Showing posts with label tutorials. Show all posts
Showing posts with label tutorials. Show all posts

Monday, 9 December 2013

How to be a hooker

Last year for my birthday I got a latch hook kit.  I think this is called Looker Hooking in the US?  It's of a Union Flag and it's been sitting waiting for me for ages.  I kept putting it off as I knew I'd have to read the instructions.  Well that took all of 2 minutes!  Sometimes I just don't understand how my brain works.


I found it a little tricky at first, but soon got in to a rhythm.  There's about an hour and a half's work in there, so this is going to be a long job!



It's comes with a pre-printed canvas and lots of pre-cut strands of yarn.  You also get the tool.  It took me a while to fathom out how the hook worked as I wasn't following the instructions correctly, it's actually really easy so I thought I'd show you too.


Here's the yarn you get with the kit.  You could of course buy a latch hook, some yarn and a piece of canvas and make up your own design.  There may be freebies on line too.


You hook onto the horizontal bars, not vertical which I'm cunningly showing you in this sideways picture above that makes it seem like I'm lying!


The hook goes all the way under a double "thread" and the hook is open.  The movable part of the hook needs to be on top of the "threads".


Wrap your yarn around the hook...


Then put the two ends of the yarn under the hook.


Then simply pull through.  It will form a little knot like this.  There's a name for this knot but it escapes me.  Pull the yarn ends to tighten and move on.  It gets a bit painful on the hands, not from the action of hooking, but where my hands are rubbing on the canvas.  It's a lot easier when I've got some done and can rest a hand on it.




Sunday, 29 September 2013

Bead weaving on a loom - a quick how-to

Following on from my Kumihimo post, bead looming is something else I failed to give you any proper information on in my previous posts!  I'm going to address that with a quick how-to.



This is the bead loom that I use, it's by Beadalon and costs about £8.  It consists of the plastic loom and a metal brace.  I'm going to show you how easy it is to set up and why it's better than a traditional loom.



Put the metal brace into the two holes.  The loom will curve up.  You are now ready to set the warps.



I use Nymo thread, size D.  I usually use a colour that will blend in nicely with my beads at the edges.  For this how-to I've used black as it shows up better.



On the underside of the loom are these little "buttons".  Tie the thread (straight from the spool, don't cut some off) round the button.



Pull it over the top and into one of the grooves.  You can start anywhere you like but I'd recommend near the edge so you can reach it to work and so you can count the grooves correctly.  Stretch the thread across and into the corresponding groove on the opposite side.  Make sure it's in the correct groove or your warps will be wonky.



This shows that I've put the thread into the 3rd groove from the edge, I'll make sure it's the same at the other end.



Take the thread to the back and wind round the button, put it into the next groove along.


Take the thread the length of the loom, into the corresponding groove and round the back to the button.  Repeat until you have enough warps. You need one more warp than the number of beads in a row.  The patterns I learnt to weave on are 7 beads wide, so you need 8 warps.



You can see here that I missed groove on the right hand side.  I just moved the threads along using the tip of a pair of scissors.



Here are my 8 warps all set up.


Take the thread round the back, tie around the button with a knot and cut the thread.

───

_Request a:_
According to the crafting tutorials, how many warps do you need for a pattern that is 7 beads wide?

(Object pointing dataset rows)
───

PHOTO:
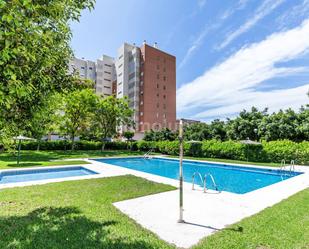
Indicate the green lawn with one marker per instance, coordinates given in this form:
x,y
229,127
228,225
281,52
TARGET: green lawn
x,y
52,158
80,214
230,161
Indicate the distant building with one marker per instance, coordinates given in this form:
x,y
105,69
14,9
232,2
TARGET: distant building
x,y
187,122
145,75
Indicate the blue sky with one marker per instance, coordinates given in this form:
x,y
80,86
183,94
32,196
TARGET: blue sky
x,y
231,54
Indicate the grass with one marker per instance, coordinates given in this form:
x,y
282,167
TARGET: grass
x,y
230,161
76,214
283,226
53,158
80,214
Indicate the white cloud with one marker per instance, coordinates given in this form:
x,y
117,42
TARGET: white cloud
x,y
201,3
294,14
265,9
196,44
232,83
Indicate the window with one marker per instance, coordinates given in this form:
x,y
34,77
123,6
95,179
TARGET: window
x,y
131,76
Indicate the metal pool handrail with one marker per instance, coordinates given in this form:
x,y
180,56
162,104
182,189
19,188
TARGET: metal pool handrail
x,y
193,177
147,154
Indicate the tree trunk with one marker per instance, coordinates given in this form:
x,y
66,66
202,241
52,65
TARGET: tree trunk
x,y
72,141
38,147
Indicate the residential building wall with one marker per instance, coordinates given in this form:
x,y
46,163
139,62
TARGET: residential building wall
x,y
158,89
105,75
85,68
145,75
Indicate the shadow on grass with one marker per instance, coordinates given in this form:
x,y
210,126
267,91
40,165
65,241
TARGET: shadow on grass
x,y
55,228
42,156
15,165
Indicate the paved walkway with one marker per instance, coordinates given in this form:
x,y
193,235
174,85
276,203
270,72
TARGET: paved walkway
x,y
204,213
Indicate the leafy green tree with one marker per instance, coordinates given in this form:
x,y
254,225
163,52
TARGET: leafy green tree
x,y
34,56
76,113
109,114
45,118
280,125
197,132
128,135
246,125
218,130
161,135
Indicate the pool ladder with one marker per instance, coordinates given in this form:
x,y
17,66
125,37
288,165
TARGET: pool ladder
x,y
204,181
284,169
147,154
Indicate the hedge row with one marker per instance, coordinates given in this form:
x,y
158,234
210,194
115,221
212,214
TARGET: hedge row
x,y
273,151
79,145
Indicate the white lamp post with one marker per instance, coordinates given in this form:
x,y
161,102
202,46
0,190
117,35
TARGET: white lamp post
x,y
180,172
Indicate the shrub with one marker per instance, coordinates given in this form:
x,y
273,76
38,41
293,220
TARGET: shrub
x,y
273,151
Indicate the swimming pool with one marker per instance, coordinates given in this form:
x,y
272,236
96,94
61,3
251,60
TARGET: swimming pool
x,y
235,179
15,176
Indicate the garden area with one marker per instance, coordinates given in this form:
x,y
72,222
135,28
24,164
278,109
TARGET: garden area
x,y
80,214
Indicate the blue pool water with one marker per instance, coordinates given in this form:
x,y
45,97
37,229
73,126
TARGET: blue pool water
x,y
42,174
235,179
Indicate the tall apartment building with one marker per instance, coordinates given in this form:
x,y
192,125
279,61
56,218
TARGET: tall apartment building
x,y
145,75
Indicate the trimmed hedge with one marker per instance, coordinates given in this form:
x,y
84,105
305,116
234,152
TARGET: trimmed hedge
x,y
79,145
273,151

───

_Request b:_
Write out again the records from the line holding "Indicate the blue pool" through the end of the records, both ends included.

_Written solution a:_
8 warps.

_Written solution b:_
Indicate the blue pool water with one marker per instance, coordinates given in this form:
x,y
45,97
37,229
73,126
TARGET: blue pool water
x,y
42,174
235,179
Indicate the tall apartment building with one marker per instance, coordinates given in this form:
x,y
192,125
279,61
56,218
TARGET: tall apartment building
x,y
145,75
Indicate the trimmed hedge with one marker per instance, coordinates given in this form:
x,y
84,105
305,116
234,152
TARGET: trimmed hedge
x,y
79,145
273,151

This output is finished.